*Excerpt*
════

No one wants to think that their vacation might begin or end with an emergency, but it’s always better to be prepared than struggle to find information when you most need it. When traveling to a new destination, it’s always best to do some research beforehand. Read travel reviews, check the State Department website for country updates, and enroll in the Smart Traveler Enrollment Program (STEP) for updates and gather information on emergency numbers (police, fire/ambulance, embassy, or consulate).
Keep Extra Copies of Important Documents
You never know when you might need a copy of your passport, driver’s license, or additional identification. Scan these documents to save online or print several hard copies and keep them secure. This way you won’t have to scramble if you need to.
Be Alert and Mindful
The best advice to keeping safe on vacation is to be mindful of where you are and who you are with. Keep your friends and family updated on where you are going, who you are going with, and what you will be doing. Check-in regularly with your contacts be careful when approaching strangers. Be aware of your surroundings, it’s easy to get distracted with new exciting adventures and forget that you are in a new environment. Keep an eye on your personal belongings and use good judgment at all times.
Lock Up Your Valuables
Traveling with anything super valuable is usually a bad idea, but if you absolutely have to you need to minimize the easy opportunities for theft. Firstly, travel backpacks are not very secure. Try using a slash-proof backpack or hardcase that would minimize slashing through the material. Calling ahead to your accommodations to ask about secure storage options is your best bet to secure your items.
Learn Common Travel Scams
Everyone thinks they’re too smart to be scammed – but it can happen to anyone. Wherever your travel destination is you’ll always find scammers waiting to trick you out of your cash or valuables. As the saying goes, “Forewarned is forearmed.” Research tactics that will keep you from being tricked out of hundreds or thousands of dollars.

════

*Supplied material*

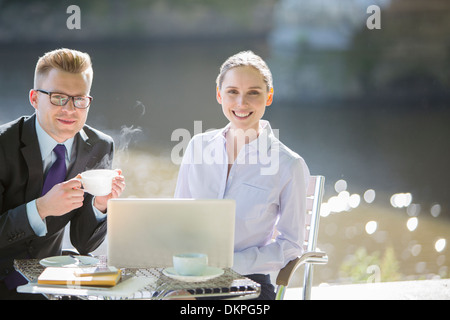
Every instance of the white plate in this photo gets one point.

════

*Stated task*
Please resume the travel safety text after its last sentence. The lines that come after the travel safety text are unrelated material.

*Written reply*
Get Travel Insurance
People always think they will never need travel insurance until you do. The truth is everyone should carry some kind of health and property insurance when traveling. Why? Because stuff happens. You can’t prepare for everything and travel insurance is your safety net for when those unexpected and completely stressful occurrences happen.
Notify Your Bank/Credit Card of Upcoming Travel
So you’ve planned a wonderful vacation and everything is going great, you’re shopping and eating out, and then…your bank locks down your cards. If this happens, you’ll be lucky if all you have to do is answer security questions to determine your identity. As you may (or may not) know, going through customer service on a bank or credit card can be time-consuming and stressful, especially if your card was hit with a fraud alert. Avoiding this hassle is the best solution. Notify your bank or credit card of your upcoming travels to avoid getting locked out.
Be Wary of Public Wi-Fi
In the age of social media, it’s easy to want to connect to the strongest wi-fi source. Especially if it’s free. However, this convenience comes with a caveat. Hackers looking to steal valuable information can access your data (including credit card or SSN numbers stored on devices) when using a free system.
Carry Emergency Cash
It’s a smart practice to plan ahead when it comes to funds. If the worst happens and you lose your bank or credit card, emergency cash will come in handy.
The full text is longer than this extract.